Tapefailure, a service that records how your website visitors browse your site and play them back to you has decided to call it quits.... for now.

Today morning, I received an email from Joshua Gross, the founder explaining his plans for tapefailure:

Unfortunately, at the end of this month Tapefailure will be closing its doors. Why? Due to both lack of funding and a need to rebuild the system in a more stable manner.

The technology is definitely viable, but the current function of the Tapefailure system isn't quite there yet. There are a number of things that need to be redeveloped and redesigned from the bottom-up.

During 2008, I will be working to rebuild Tapefailure with a stronger set of features, a new look, and a new name. I will also be looking to introduce even more innovative analytics methods in the new service.

I would like to thank all my customers for their continued support and patronage and I can only hope that you will join me again when the new service is launched.

▶ _REQUIRED WORK_
In the Tapefailure excerpt, what two reasons are given for closing the service? Work from the Tapefailure excerpt alone, not from the data.

▶ _DATA SHOWN_

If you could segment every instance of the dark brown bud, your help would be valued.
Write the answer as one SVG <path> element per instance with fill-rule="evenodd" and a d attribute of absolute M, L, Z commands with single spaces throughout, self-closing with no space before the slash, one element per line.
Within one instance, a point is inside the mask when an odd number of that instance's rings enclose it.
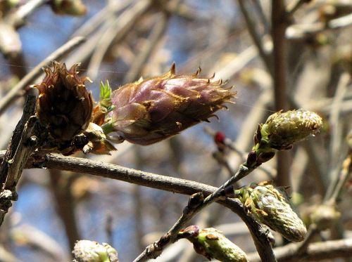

▶ _CORRECT RESPONSE_
Lack of funding and a need to rebuild the system in a more stable manner.